GOAL OF THE EXERCISE: Reproduce every row below, swapping each occurrence of "thickest part" for "widest part" and keeping everything else identical. Leave the pictures out of your answer.
== DATA LINES
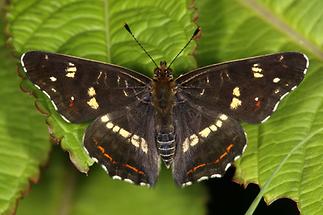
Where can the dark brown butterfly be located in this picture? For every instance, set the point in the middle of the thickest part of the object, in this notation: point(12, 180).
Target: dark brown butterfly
point(191, 122)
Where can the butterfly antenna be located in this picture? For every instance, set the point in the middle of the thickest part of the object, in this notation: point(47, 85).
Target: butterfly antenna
point(126, 26)
point(194, 35)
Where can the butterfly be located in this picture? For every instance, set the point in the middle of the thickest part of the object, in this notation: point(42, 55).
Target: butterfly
point(191, 123)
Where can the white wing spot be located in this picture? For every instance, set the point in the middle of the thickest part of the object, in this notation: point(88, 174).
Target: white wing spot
point(116, 129)
point(223, 117)
point(257, 71)
point(205, 132)
point(125, 93)
point(109, 125)
point(128, 180)
point(116, 177)
point(91, 91)
point(258, 75)
point(236, 91)
point(186, 145)
point(235, 103)
point(105, 119)
point(70, 74)
point(227, 166)
point(70, 70)
point(218, 123)
point(144, 146)
point(216, 175)
point(202, 178)
point(95, 160)
point(194, 140)
point(135, 140)
point(124, 133)
point(213, 128)
point(105, 168)
point(53, 79)
point(93, 103)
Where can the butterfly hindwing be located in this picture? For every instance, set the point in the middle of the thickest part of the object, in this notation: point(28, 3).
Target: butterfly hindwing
point(207, 143)
point(123, 143)
point(248, 89)
point(80, 89)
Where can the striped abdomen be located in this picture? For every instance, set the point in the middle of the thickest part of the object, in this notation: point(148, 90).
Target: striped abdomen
point(166, 147)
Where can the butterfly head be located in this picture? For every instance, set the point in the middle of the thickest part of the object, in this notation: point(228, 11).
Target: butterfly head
point(163, 72)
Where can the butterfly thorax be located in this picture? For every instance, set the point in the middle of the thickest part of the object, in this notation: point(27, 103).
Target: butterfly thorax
point(163, 99)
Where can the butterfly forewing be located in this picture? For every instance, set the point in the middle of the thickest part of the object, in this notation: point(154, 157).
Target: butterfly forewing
point(123, 143)
point(82, 90)
point(248, 89)
point(209, 103)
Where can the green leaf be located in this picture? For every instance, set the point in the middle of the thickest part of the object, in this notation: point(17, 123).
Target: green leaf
point(285, 154)
point(73, 193)
point(94, 29)
point(24, 140)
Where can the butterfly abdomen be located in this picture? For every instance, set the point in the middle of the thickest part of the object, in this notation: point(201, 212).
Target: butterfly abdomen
point(166, 147)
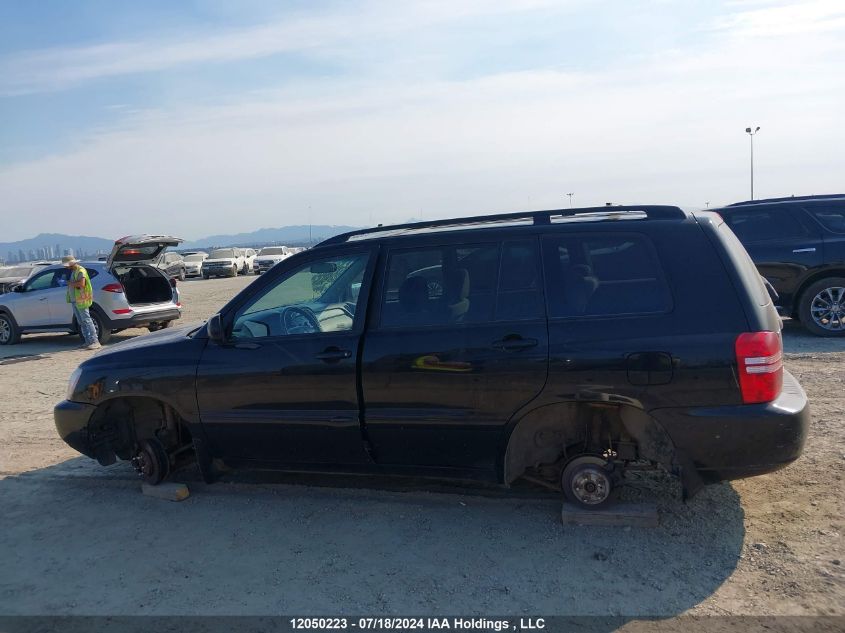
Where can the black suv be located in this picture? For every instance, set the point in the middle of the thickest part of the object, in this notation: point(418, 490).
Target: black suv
point(798, 245)
point(558, 347)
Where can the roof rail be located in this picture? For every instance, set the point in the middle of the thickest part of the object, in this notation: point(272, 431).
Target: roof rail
point(652, 212)
point(826, 196)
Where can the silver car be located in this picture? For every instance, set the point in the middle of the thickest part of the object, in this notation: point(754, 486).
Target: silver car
point(11, 276)
point(128, 292)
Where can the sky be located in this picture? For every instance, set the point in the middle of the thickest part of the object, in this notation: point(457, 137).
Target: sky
point(204, 116)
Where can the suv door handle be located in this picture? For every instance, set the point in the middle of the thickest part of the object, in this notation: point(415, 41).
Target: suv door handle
point(334, 354)
point(514, 343)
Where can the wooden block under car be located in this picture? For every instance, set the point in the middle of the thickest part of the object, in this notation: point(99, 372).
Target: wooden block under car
point(168, 491)
point(620, 514)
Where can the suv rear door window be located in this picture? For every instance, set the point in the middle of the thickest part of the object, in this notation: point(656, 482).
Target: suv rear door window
point(520, 291)
point(440, 285)
point(602, 275)
point(764, 224)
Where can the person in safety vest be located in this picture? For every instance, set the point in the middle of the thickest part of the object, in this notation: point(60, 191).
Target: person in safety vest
point(80, 295)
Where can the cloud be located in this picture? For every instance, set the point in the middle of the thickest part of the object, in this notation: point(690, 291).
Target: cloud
point(664, 128)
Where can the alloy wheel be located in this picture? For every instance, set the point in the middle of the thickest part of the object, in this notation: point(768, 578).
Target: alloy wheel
point(828, 309)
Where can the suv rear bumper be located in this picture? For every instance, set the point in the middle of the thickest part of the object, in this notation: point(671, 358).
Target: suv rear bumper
point(142, 319)
point(731, 442)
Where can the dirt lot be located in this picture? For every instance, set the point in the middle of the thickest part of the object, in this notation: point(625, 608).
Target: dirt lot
point(76, 538)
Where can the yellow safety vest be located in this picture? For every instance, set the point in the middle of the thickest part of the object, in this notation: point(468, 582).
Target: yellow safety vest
point(82, 297)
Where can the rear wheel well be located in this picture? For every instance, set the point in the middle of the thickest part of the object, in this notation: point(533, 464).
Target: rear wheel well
point(547, 438)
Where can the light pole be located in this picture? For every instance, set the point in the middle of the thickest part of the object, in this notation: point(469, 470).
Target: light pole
point(751, 138)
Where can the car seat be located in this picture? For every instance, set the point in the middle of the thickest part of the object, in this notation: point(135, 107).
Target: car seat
point(457, 295)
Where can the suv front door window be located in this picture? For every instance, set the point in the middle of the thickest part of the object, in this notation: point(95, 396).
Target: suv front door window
point(283, 387)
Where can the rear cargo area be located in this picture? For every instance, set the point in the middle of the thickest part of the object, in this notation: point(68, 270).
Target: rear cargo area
point(144, 284)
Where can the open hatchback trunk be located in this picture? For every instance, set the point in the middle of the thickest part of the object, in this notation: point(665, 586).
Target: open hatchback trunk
point(130, 261)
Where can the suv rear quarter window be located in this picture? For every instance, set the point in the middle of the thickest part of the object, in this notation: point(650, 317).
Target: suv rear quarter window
point(604, 274)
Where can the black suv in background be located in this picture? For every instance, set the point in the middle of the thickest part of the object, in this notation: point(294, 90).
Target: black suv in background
point(798, 245)
point(557, 347)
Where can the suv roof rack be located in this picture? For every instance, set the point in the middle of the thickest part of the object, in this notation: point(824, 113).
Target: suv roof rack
point(826, 196)
point(651, 212)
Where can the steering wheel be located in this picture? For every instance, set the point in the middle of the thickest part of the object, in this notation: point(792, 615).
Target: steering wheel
point(299, 320)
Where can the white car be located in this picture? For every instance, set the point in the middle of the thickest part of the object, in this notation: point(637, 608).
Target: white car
point(224, 262)
point(268, 257)
point(193, 263)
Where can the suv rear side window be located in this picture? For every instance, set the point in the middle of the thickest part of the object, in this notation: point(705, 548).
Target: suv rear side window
point(604, 274)
point(829, 216)
point(520, 293)
point(764, 224)
point(440, 285)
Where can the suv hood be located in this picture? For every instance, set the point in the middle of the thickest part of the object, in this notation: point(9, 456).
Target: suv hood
point(136, 249)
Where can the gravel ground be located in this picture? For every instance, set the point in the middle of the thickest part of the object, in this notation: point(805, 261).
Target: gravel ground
point(76, 538)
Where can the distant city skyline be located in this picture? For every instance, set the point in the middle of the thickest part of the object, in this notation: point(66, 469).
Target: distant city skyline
point(221, 117)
====
ANSWER IN FULL:
Where can the dark brown butterfly be located in this picture? For every instance, set the point in the middle of the widest part of the object, in this notation: point(12, 180).
Target: dark brown butterfly
point(191, 122)
Where can the butterfly antenna be located in this picture? For every instance, set the point in the middle of the widest part of the object, in this notation: point(47, 85).
Target: butterfly antenna
point(126, 26)
point(194, 35)
Where can the butterfly be located in this picture? For every instance, set the point in the middle of the widest part of the object, in this notation: point(42, 55).
Target: butterfly
point(191, 123)
Where can the white wing spot be located in this picture? For every instance, set the point in the middle of the widest part of the object, in this notation: point(88, 174).
Target: white wing spot
point(116, 129)
point(223, 117)
point(257, 71)
point(205, 132)
point(125, 93)
point(109, 125)
point(128, 180)
point(116, 177)
point(91, 91)
point(258, 75)
point(236, 91)
point(186, 145)
point(235, 103)
point(105, 119)
point(70, 74)
point(227, 166)
point(70, 70)
point(218, 123)
point(144, 146)
point(216, 175)
point(202, 178)
point(95, 160)
point(194, 140)
point(135, 140)
point(124, 133)
point(213, 128)
point(105, 168)
point(53, 79)
point(93, 103)
Where can the butterfly hindwing be located in this picture? For every instance, set the point in the middle of the widest part of the object, in this notation: point(28, 3).
Target: butterfly hindwing
point(207, 143)
point(123, 143)
point(248, 89)
point(80, 89)
Where can the striped abdomen be located in this picture? For every instance, set the point in the middle of the widest part of the object, in this notation: point(148, 90).
Target: striped abdomen
point(166, 147)
Where can the butterfly head be located in this picture? For every instance, set the point in the middle of the widest part of the object, in this notation: point(228, 11).
Target: butterfly head
point(163, 72)
Where can the butterfly thorax be located in this picture? For every instance, set the point in the middle of the widest part of the object, in this notation: point(27, 103).
Target: butterfly thorax
point(163, 99)
Where can the butterfly forewing be located in this picture? For every instance, set the point in the middle of the widest part of the object, in this notation: point(154, 157).
Target: butterfly forewing
point(123, 143)
point(82, 90)
point(248, 89)
point(209, 103)
Where can the green leaf be located in this picture? For every instance, set the point in the middle of the widest part of the object, in this notation: point(17, 123).
Target: green leaf
point(285, 154)
point(73, 193)
point(94, 29)
point(24, 140)
Where can the butterfly abdomen be located in this picture? For every instance, set the point in the middle of the widest part of the object, in this notation: point(201, 212).
Target: butterfly abdomen
point(166, 147)
Where can the black suv be located in this picture? For every instance, set the point in the middle of the widest part of the object, in this notation: point(418, 490).
Target: black suv
point(798, 245)
point(558, 347)
Where can the roof rail be located in this picture? For every instance, set the point in the middle of the widest part of the object, in this notation: point(272, 431).
Target: roof rail
point(652, 212)
point(826, 196)
Where can the silver car be located in this picture? For every instance, set the point in the middle of the widest part of the object, in this notation: point(754, 486).
Target: silver car
point(11, 276)
point(128, 292)
Where can the sky be located in this picture? For every instance, set the point in the middle of the widest part of the object, in this notation: point(457, 137).
Target: sky
point(204, 116)
Where can the suv door handle be located in this picture? For every instance, set the point in the middle of the widest part of the object, in this notation: point(415, 41).
Target: suv door handle
point(334, 354)
point(514, 343)
Where can the wooden block under car be located in this picture? For every instance, set the point in the middle of the widest part of the object, in this notation: point(99, 372).
Target: wooden block under car
point(168, 491)
point(620, 514)
Where can the suv rear door window be located in this picture? For every instance, set the point in the middle of the widest part of the object, in this notation: point(656, 482).
Target: suv rear door window
point(520, 291)
point(440, 285)
point(602, 275)
point(764, 224)
Where can the person in safety vest be located in this picture? For every instance, set the point in the middle of the widest part of the object, in this notation: point(60, 191).
Target: person in safety vest
point(80, 295)
Where can the cloud be located in this picture? For every instance, set the point in the middle of the widest part of the object, in this notation: point(690, 291).
Target: cloud
point(664, 128)
Where can the alloy wheel be located in this picture? For every instance, set the point in the middle of the widest part of the object, in this notation: point(768, 578).
Target: alloy wheel
point(828, 309)
Where can the suv rear bumper be located in this picture? For every instance, set the point in the middle of the widest part of the object, in this notation: point(671, 358).
Target: suv rear bumper
point(142, 319)
point(731, 442)
Where can the dirt lot be located in this picture? For every instance, set the point in the middle of the widest part of the object, in this notation: point(625, 608).
Target: dirt lot
point(76, 538)
Where can the yellow safety vest be located in this picture? For every instance, set the point in the middle of the widest part of the object, in this notation: point(468, 582).
Target: yellow safety vest
point(82, 297)
Where can the rear wheel well be located in this picture? For every instance, set the point in the middle of the widest part of the object, in this notation: point(533, 464).
Target: rear wheel well
point(547, 438)
Where can the light pole be located in this picture? For every instance, set the point in the middle of the widest part of the object, in this notation: point(469, 470).
Target: light pole
point(751, 138)
Where can the car seat be located in this picture? For every instance, set the point in the middle of the widest part of the object, in this notation: point(135, 107).
Target: car seat
point(457, 295)
Where can the suv front door window be located in this picture? For every instance, set the point in the middle of the widest part of the object, in this notation: point(95, 396).
Target: suv front door window
point(283, 387)
Where can the rear cargo area be located in this picture? For every instance, set the point in the middle of the widest part of the object, in this notation: point(68, 270).
Target: rear cargo area
point(144, 284)
Where can the open hatchback trunk be located in this picture? For every instance, set the point in the middle of the widest part of the object, in this notation: point(665, 586).
Target: open hatchback trunk
point(130, 261)
Where can the suv rear quarter window be located in this picture? For every instance, set the point in the middle of the widest part of the object, in this notation: point(650, 317).
Target: suv rear quarter window
point(604, 274)
Where can the black suv in background be located in this picture? For every instance, set the point in the middle of the widest part of the object, in this notation: point(294, 90).
Target: black suv in background
point(798, 245)
point(557, 347)
Where can the suv roof rack be located in this picture? For every instance, set the point in the middle of the widest part of the object, in this notation: point(824, 113).
Target: suv roof rack
point(826, 196)
point(651, 212)
Where can the steering wheel be located in this picture? For every instance, set the point in the middle of the widest part of the object, in this notation: point(792, 615).
Target: steering wheel
point(299, 320)
Where can the white car be located in this picture? For every instance, set the point in the middle of the widest part of the object, in this notation: point(637, 608).
Target: white car
point(224, 262)
point(268, 257)
point(193, 263)
Where can the suv rear side window be located in this picture? For every instance, set the point in the middle of the widest part of the object, in this notation: point(705, 548).
Target: suv rear side window
point(604, 274)
point(829, 216)
point(520, 293)
point(764, 224)
point(440, 285)
Where can the suv hood be located in this picture? For every instance, set the point in the middle of the widest part of the object, in this notation: point(9, 456).
Target: suv hood
point(136, 249)
Where can the gravel ground be located in this picture? For every instance, set the point in the middle of the widest part of the object, in this notation: point(805, 261).
Target: gravel ground
point(76, 538)
Where can the distant city skyline be located in this picture? For every instance, set the point in the middle of the widest part of the object, in this notation: point(66, 469).
Target: distant city skyline
point(221, 117)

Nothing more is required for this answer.